** START DOCUMENT EXCERPT **

Filipino worker accommodation standards for EU sites
Accommodation standards that compliant Filipino deployment requires: Croatian Pravilnik minimums, DMW welfare standard, the dual-standard build, and what inspection actually checks.
Accommodation is the single biggest first-90-day retention driver in any Filipino deployment. A worker who lands at a substandard residence will leave inside 90 days, and the corridor will close behind them. The accommodation specification sits under two regulatory frameworks that apply simultaneously: the destination country's housing minimums and the Department of Migrant Workers (DMW) welfare standard. Compliant accommodation meets both. Here is what the dual standard actually requires and where employers most often underbuild.
The dual-standard framework
A Filipino worker deployed to Croatia is housed under two regulatory frameworks that both apply.
Destination country minimum. In Croatia, the Pravilnik o minimalnim uvjetima smještaja radnika (regulation on minimum housing conditions for workers, NN 133/20) applies. In Germany, the Arbeitsschutzgesetz frameworks. In Italy, regional housing codes governed by the prefettura.
DMW welfare standard. The DMW workforce welfare standard sits in the Job Order verification and contract clauses. It applies wherever the Filipino worker is deployed, regardless of destination country rules.
A compliant Filipino accommodation build meets both, with the stricter standard governing where they diverge. In practice, this means building to the DMW welfare standard, which is generally stricter than EU destination minimums on heating, internet, and transport provisions.
The Croatian Pravilnik o minimalnim uvjetima smještaja
The Croatian regulation governing workforce housing was updated in NN 133/20. The relevant Article 79 requirements:
- Minimum 4 square metres of usable floor space per worker
- No more than four workers per room
- Dedicated bed and dedicated wardrobe per worker
- Kitchen and bathroom inside the building (not external or shared with non-residential occupants)
- Adequate ventilation, natural light, and heating sufficient for the climate
- Separate sleeping, eating, and washing facilities
- Hot and cold water in the bathroom and kitchen
Penalties for non-compliance under Article 235 of the Zakon o strancima (Aliens Act) include fines up to EUR 30,000 per worker housed in violation. For an employer with 20 workers in non-compliant housing, the exposure compounds quickly.
Croatian inspekcija rada inspects worker housing as part of routine workforce inspections. The inspection looks at the physical conditions, the worker headcount per room, the available facilities, and the documentation of compliance.
The DMW welfare standard
The DMW workforce welfare standard adds requirements beyond the Croatian minimum.
- Heating verified for the winter season (not just present, but functional)
- Air conditioning for the summer season (mandatory in coastal Croatia, regional requirement elsewhere)
- Internet broadband sufficient for evening video calls across multiple workers simultaneously
- Organised site transport if the accommodation is more than 30 minutes' walk to the workplace
- Adequate kitchen equipment (stove, refrigerator, basic cookware) for the resident headcount
- Adequate washing facilities (washing machine access for the resident headcount)
- Hygienic and well-maintained common areas
- Reasonable safety provisions (smoke detectors, fire extinguishers, lock-secured entry)

** END DOCUMENT EXCERPT **

▶ _CHALLENGE_:
In the accommodation standards text, what is the maximum fine per worker housed in violation under Article 235 of Croatia's Aliens Act?

** START INFORMATION GIVEN **

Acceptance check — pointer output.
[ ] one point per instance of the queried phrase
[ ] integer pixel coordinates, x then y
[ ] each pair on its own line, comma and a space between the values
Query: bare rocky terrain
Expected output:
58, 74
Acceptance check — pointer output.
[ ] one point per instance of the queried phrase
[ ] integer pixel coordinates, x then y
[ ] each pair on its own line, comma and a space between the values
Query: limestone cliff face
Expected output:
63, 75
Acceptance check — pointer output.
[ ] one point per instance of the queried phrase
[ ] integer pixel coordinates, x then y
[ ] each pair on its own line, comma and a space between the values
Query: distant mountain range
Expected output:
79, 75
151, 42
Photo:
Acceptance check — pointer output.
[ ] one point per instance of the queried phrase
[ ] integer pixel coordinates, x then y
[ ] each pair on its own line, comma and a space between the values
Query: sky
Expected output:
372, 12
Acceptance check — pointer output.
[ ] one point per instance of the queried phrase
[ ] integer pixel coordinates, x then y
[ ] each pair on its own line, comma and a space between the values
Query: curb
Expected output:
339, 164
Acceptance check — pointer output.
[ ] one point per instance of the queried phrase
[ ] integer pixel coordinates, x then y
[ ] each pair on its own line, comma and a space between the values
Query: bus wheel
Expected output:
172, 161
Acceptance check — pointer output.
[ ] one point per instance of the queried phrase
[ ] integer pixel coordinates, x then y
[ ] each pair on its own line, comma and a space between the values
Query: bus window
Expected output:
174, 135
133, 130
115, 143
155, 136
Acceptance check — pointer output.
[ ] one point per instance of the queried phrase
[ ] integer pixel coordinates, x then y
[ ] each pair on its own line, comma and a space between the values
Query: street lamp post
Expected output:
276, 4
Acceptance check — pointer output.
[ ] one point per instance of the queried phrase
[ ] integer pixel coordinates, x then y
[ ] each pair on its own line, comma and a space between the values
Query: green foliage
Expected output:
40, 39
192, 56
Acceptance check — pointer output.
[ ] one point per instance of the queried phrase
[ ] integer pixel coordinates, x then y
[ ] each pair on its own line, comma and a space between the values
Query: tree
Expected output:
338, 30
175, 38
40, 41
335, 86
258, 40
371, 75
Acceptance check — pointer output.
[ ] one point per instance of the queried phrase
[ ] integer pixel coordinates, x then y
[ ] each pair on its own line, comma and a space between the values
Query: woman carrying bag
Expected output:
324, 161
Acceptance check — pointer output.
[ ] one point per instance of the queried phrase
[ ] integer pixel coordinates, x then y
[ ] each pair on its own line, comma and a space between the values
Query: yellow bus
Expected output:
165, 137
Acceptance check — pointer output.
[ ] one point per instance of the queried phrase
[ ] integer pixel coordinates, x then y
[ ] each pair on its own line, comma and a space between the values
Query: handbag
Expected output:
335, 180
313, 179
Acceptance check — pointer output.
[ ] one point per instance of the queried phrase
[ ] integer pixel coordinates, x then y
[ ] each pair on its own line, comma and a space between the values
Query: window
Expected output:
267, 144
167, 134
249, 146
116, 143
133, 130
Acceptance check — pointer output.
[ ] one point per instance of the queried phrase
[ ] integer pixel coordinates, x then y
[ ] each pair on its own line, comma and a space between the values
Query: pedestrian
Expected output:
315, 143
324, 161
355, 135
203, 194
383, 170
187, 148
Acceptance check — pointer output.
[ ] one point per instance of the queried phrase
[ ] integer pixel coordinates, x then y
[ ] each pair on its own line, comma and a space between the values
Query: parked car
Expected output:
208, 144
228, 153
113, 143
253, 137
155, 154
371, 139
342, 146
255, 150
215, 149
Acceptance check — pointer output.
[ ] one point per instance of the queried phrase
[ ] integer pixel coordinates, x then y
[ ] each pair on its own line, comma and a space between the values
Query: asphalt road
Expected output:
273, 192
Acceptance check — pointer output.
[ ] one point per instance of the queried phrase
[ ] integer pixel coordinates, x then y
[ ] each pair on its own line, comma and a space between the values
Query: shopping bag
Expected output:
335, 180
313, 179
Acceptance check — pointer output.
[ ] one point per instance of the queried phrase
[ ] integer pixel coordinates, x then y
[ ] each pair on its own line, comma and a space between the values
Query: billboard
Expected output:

** END INFORMATION GIVEN **

▶ _TASK SOLUTION_:
Up to EUR 30,000 per worker.